_Opdracht 1_. Schrijf uit de tekst over de vlucht van Solomon en Isaac het stuk van "In Warschau stappen" tot en met "paardenkar te vervoeren." letterlijk over.
_Opdracht 2_. Herschaal in de records het stuk van de regel met "Project brief: we need tight boxes for every duck" tot en met de regel met "xmin=3 ymin=132 xmax=289 ymax=203", en geef alleen die regels opnieuw, inclusief de ongewijzigde opdrachtregels. Vermenigvuldig daarbij elke coördinaat in de antwoorden met 2,6 en rond af op hele getallen, met halven naar boven.

_Documentfragment_.
------------------------------

Ullstein Bild Dtl./Getty Images

Trein naar het oosten

Solomon en Isaac nemen eerst de trein naar Warschau. Ze krijgen er hulp van een fabriekseigenaar voor wie Isaac heeft gewerkt. Hij zoekt een vluchtroute naar het oosten en weet dat de Russen niet op vluchtelingen schieten.

Ullstein Bild Dtl./Getty Images

Zware tocht door de velden

In Warschau stappen de broers op de trein naar de grens tussen het Duitse en Russische deel van Polen. De laatste 90 kilometer leggen ze te voet af. Ze betalen boeren om hun koffers op een paardenkar te vervoeren.

Ullstein Bild Dtl./Getty Images

Ongeluk op de rivier

Eind december 1939 proberen de broers de Boeg over te steken in een bootje, maar dat slaat om. Solomon wordt door een Rus gered van de verdrinkingsdood.

------------------------------

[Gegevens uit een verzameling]
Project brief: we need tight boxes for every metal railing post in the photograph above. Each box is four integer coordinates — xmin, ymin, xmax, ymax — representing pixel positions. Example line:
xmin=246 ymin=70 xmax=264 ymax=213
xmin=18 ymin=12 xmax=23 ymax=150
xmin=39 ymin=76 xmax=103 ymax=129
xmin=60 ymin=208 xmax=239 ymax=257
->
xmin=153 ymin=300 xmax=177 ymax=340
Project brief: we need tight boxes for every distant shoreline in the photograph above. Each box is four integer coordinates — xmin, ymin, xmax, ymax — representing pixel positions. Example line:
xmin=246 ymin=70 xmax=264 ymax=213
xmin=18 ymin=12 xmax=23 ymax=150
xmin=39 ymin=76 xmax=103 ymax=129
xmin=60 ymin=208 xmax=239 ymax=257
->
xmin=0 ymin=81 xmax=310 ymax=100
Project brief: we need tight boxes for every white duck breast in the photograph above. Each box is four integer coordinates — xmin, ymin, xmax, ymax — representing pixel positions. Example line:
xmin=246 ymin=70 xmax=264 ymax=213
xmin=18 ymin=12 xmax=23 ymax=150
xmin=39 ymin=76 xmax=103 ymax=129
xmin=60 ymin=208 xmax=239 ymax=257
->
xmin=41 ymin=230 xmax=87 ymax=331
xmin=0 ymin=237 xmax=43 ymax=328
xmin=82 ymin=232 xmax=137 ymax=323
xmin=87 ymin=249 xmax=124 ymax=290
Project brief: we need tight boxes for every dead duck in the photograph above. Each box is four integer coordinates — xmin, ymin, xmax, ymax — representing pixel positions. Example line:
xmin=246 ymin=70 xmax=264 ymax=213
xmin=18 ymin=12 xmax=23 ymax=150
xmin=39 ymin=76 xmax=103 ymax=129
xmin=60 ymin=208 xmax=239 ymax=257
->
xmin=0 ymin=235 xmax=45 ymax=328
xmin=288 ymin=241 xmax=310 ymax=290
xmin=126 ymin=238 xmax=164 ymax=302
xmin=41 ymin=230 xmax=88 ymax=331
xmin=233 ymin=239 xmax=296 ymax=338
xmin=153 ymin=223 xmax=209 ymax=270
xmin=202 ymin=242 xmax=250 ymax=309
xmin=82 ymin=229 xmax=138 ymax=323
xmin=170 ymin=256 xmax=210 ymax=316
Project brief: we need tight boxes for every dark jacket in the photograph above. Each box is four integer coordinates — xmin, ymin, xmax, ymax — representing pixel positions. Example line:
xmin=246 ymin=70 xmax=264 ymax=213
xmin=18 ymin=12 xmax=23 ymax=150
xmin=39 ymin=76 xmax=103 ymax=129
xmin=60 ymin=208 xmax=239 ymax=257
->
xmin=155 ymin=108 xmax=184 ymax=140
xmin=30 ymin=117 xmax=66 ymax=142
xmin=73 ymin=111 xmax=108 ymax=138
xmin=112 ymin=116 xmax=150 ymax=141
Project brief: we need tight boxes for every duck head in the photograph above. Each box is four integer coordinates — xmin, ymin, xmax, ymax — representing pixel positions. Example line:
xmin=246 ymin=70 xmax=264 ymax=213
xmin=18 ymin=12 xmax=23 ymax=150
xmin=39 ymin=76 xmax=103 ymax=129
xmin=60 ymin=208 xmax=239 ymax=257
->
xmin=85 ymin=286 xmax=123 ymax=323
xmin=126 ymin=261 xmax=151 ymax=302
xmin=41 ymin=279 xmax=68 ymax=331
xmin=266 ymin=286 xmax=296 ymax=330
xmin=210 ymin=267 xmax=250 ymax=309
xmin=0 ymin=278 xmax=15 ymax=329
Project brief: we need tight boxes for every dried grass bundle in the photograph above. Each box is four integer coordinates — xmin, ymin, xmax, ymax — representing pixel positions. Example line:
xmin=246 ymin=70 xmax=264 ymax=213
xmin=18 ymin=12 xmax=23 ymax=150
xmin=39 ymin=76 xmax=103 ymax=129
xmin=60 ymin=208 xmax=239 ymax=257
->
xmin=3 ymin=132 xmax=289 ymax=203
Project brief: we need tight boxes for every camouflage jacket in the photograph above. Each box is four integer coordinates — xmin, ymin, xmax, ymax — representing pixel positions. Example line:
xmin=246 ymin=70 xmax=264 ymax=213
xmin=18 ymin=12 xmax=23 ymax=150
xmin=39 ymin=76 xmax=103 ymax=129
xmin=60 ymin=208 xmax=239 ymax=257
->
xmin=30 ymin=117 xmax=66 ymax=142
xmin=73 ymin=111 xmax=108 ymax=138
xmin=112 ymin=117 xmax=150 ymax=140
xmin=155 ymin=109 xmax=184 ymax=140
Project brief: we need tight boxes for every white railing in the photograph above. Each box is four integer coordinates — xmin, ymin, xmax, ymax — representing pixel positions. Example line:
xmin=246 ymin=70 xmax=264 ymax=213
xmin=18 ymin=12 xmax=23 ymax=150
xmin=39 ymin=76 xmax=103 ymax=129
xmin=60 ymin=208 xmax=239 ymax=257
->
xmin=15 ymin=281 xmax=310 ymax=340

------------------------------

_Uitwerking 1_.
In Warschau stappen de broers op de trein naar de grens tussen het Duitse en Russische deel van Polen. De laatste 90 kilometer leggen ze te voet af. Ze betalen boeren om hun koffers op een paardenkar te vervoeren.

_Uitwerking 2_.
Project brief: we need tight boxes for every duck head in the photograph above. Each box is four integer coordinates — xmin, ymin, xmax, ymax — representing pixel positions. Example line:
xmin=246 ymin=70 xmax=264 ymax=213
xmin=18 ymin=12 xmax=23 ymax=150
xmin=39 ymin=76 xmax=103 ymax=129
xmin=60 ymin=208 xmax=239 ymax=257
->
xmin=221 ymin=744 xmax=320 ymax=840
xmin=328 ymin=679 xmax=393 ymax=785
xmin=107 ymin=725 xmax=177 ymax=861
xmin=692 ymin=744 xmax=770 ymax=858
xmin=546 ymin=694 xmax=650 ymax=803
xmin=0 ymin=723 xmax=39 ymax=855
Project brief: we need tight boxes for every dried grass bundle in the photograph above. Each box is four integer coordinates — xmin, ymin, xmax, ymax — representing pixel positions. Example line:
xmin=246 ymin=70 xmax=264 ymax=213
xmin=18 ymin=12 xmax=23 ymax=150
xmin=39 ymin=76 xmax=103 ymax=129
xmin=60 ymin=208 xmax=239 ymax=257
->
xmin=8 ymin=343 xmax=751 ymax=528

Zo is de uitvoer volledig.